GIVEN EXERCISE
Give the lines of the listing as a JSON list of strings, one string per line, beginning with the first line and stopping after the line that contains "572 218 L 576", with both of those lines included. Leave out blank lines and the pictures.

(Region labeling items)

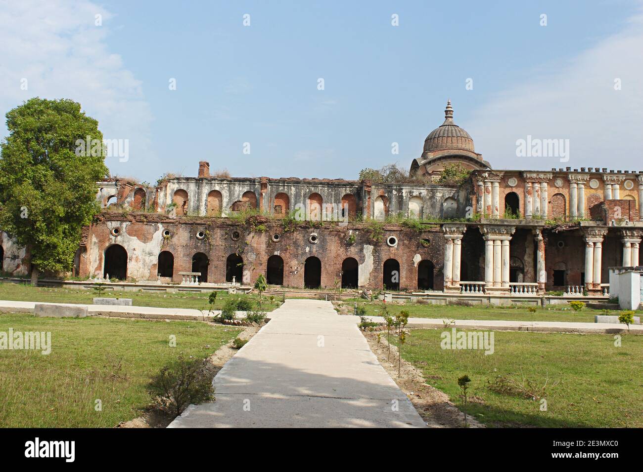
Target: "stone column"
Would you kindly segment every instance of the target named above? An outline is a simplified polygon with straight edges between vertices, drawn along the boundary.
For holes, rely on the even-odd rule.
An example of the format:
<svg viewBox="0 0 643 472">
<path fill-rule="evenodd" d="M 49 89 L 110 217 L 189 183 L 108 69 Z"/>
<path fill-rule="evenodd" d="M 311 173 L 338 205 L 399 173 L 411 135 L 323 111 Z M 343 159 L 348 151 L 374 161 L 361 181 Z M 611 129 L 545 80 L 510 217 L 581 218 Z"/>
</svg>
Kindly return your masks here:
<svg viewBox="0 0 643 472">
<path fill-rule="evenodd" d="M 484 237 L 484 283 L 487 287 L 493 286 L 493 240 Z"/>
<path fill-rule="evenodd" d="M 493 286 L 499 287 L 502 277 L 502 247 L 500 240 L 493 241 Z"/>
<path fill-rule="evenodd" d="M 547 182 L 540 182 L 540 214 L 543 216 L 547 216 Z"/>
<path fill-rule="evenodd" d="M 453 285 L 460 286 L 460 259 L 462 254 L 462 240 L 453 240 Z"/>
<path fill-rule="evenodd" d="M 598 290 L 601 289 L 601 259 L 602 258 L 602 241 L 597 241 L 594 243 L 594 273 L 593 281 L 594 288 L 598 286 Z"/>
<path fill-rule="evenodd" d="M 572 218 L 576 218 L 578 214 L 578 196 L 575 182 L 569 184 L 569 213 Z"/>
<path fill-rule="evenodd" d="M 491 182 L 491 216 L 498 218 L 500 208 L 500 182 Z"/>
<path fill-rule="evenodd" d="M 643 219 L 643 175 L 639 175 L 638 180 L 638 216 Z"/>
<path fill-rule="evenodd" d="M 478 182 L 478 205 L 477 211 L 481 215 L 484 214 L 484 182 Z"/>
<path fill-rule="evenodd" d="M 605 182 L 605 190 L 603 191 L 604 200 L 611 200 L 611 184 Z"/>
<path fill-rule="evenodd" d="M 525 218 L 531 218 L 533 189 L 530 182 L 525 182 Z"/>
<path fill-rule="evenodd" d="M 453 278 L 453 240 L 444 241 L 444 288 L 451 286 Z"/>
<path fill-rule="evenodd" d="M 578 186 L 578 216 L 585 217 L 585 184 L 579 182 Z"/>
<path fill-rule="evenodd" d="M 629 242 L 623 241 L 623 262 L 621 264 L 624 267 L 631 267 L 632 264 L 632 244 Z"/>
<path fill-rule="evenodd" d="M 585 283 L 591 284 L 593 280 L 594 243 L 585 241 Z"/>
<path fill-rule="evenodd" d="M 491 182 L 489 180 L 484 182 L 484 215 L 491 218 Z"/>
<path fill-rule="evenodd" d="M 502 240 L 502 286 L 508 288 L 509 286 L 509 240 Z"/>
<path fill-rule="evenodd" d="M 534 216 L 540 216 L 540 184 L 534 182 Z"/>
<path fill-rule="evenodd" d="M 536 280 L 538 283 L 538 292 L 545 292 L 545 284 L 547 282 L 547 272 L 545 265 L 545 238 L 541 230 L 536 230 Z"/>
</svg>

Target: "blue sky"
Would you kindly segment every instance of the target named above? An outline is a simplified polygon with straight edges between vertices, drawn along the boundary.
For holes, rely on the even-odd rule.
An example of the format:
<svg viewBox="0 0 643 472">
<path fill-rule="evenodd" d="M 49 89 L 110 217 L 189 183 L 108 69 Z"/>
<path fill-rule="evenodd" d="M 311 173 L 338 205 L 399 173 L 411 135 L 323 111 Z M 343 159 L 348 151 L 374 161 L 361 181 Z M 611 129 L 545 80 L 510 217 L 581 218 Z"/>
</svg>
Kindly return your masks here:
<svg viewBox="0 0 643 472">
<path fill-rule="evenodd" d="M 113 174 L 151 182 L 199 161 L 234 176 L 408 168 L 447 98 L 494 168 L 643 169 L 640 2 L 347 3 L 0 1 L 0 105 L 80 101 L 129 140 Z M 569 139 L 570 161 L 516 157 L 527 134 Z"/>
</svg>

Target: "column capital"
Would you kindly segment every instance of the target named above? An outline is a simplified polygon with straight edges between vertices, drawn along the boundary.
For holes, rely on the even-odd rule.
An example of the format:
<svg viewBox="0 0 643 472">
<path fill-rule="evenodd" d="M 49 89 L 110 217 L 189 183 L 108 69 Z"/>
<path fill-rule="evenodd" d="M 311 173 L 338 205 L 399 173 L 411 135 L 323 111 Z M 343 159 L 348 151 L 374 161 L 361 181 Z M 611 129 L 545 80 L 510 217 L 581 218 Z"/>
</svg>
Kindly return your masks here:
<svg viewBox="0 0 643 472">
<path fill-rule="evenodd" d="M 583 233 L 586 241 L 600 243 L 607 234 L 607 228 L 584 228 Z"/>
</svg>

EXERCISE RESULT
[
  "Target: \"stone column\"",
  "Would you kindly segment every instance of the target named above? An outline is a simplified polygon with straight edges between vertices, drawn along the boundary.",
  "For holes, rely on the even-odd rule.",
  "An example of the format:",
  "<svg viewBox=\"0 0 643 472\">",
  "<path fill-rule=\"evenodd\" d=\"M 49 89 L 110 217 L 189 183 L 108 69 Z\"/>",
  "<path fill-rule=\"evenodd\" d=\"M 311 173 L 338 205 L 399 173 L 411 135 L 323 111 Z M 343 159 L 348 151 L 374 161 L 361 181 Z M 611 129 L 545 80 L 510 217 L 581 218 Z\"/>",
  "</svg>",
  "Kindly return your masks here:",
  "<svg viewBox=\"0 0 643 472\">",
  "<path fill-rule=\"evenodd\" d=\"M 484 237 L 484 283 L 487 287 L 493 286 L 493 240 Z\"/>",
  "<path fill-rule=\"evenodd\" d=\"M 493 286 L 499 287 L 502 277 L 502 247 L 500 240 L 493 241 Z\"/>",
  "<path fill-rule=\"evenodd\" d=\"M 547 182 L 540 182 L 540 214 L 543 216 L 547 216 Z\"/>",
  "<path fill-rule=\"evenodd\" d=\"M 453 285 L 460 286 L 460 259 L 462 254 L 462 240 L 453 240 Z\"/>",
  "<path fill-rule=\"evenodd\" d=\"M 598 290 L 601 289 L 601 259 L 602 258 L 602 241 L 597 241 L 594 243 L 594 273 L 593 281 L 594 288 L 598 286 Z\"/>",
  "<path fill-rule=\"evenodd\" d=\"M 572 218 L 576 218 L 578 214 L 578 196 L 575 182 L 569 184 L 569 213 Z\"/>"
]